* [EXERCISE BRIEF]: Transcribe, without any change, the rows below that begin with the line containing "Note to the class: point out the gray upper" and end with the line containing "<point>266,177</point>", including both of those lines.

_ _ _ _

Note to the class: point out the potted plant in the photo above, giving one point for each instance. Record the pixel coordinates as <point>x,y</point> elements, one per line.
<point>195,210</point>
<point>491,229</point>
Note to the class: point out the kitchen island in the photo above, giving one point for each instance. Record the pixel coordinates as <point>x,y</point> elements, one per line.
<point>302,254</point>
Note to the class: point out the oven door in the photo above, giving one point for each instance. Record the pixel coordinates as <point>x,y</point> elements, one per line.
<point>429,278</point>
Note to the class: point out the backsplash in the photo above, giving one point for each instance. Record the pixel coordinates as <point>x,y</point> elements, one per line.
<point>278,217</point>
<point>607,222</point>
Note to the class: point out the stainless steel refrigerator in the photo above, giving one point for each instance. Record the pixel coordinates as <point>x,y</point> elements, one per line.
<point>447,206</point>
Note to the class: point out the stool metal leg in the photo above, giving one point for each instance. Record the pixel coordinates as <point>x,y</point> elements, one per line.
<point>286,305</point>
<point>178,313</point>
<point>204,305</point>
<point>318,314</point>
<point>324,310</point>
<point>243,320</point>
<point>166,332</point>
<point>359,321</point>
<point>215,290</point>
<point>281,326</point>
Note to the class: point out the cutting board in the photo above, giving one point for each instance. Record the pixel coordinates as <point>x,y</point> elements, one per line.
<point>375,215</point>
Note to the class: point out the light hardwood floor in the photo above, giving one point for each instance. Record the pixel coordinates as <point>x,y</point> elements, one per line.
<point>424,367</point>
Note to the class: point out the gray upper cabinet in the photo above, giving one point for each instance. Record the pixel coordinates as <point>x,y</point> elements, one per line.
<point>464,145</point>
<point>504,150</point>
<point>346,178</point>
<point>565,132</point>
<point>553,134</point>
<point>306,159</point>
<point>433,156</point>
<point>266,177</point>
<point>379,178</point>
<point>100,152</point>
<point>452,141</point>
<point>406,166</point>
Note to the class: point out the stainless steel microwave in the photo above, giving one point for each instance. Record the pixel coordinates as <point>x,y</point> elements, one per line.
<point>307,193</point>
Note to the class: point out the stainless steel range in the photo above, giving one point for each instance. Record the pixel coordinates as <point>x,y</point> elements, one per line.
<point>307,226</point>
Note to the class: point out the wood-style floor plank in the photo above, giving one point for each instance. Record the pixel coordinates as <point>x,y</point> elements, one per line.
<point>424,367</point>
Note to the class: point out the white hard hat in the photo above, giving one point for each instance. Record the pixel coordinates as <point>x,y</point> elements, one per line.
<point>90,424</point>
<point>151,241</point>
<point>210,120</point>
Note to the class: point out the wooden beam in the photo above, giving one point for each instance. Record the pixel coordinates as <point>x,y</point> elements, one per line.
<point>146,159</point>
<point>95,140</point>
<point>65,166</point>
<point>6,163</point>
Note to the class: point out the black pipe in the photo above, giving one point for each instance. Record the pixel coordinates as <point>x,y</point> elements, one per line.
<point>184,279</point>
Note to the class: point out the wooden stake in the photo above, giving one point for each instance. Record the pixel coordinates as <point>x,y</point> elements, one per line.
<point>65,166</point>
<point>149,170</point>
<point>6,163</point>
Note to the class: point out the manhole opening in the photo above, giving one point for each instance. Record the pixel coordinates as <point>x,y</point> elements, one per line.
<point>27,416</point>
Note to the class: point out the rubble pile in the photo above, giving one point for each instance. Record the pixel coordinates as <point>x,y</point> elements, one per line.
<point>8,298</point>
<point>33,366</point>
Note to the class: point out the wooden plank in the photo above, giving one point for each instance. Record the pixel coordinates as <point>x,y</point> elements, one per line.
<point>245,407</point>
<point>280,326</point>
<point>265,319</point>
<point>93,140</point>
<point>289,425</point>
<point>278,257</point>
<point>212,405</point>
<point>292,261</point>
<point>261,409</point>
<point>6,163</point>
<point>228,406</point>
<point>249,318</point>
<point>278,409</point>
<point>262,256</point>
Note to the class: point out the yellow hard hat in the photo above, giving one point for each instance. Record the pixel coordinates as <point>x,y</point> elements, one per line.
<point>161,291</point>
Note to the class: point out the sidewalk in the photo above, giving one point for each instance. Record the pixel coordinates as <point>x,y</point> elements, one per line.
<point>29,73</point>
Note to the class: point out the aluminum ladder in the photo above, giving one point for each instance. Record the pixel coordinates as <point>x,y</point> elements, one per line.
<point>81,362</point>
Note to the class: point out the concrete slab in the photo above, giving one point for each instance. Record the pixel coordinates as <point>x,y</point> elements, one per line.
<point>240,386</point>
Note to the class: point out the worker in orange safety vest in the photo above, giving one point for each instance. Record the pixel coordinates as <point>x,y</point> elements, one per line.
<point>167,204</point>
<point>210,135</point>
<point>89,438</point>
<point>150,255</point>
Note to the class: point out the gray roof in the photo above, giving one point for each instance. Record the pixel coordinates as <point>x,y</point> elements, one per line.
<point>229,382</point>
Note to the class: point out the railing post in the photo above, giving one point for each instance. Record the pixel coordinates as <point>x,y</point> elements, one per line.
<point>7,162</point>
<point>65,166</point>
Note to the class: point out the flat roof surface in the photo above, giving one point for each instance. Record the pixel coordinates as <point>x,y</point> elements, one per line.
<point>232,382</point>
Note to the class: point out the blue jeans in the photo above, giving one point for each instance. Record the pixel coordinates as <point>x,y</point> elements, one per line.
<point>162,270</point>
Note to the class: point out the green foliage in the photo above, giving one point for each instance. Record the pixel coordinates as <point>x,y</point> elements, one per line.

_ _ _ _

* [ANSWER TO THIS PROBLEM]:
Note to the class: point out the gray upper cabinet in the photo above, giving one point for each instance. Record the pixel coordinates as <point>x,y</point> elements, one per line.
<point>464,145</point>
<point>504,150</point>
<point>346,178</point>
<point>565,132</point>
<point>553,134</point>
<point>306,159</point>
<point>433,156</point>
<point>266,177</point>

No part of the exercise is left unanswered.